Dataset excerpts
····················

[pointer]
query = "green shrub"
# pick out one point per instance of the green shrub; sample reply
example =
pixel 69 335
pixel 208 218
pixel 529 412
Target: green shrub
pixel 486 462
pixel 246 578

····················

**WHAT YOU NEED TO DO**
Your answer must be the line containing "# pick out one" and every line after it through the end of the records above, reproduced exactly and alone.

**ANSWER TO THIS EXERCISE**
# pick out one point per instance of the green shrub; sample reply
example =
pixel 69 335
pixel 208 218
pixel 529 412
Target: green shrub
pixel 486 462
pixel 246 578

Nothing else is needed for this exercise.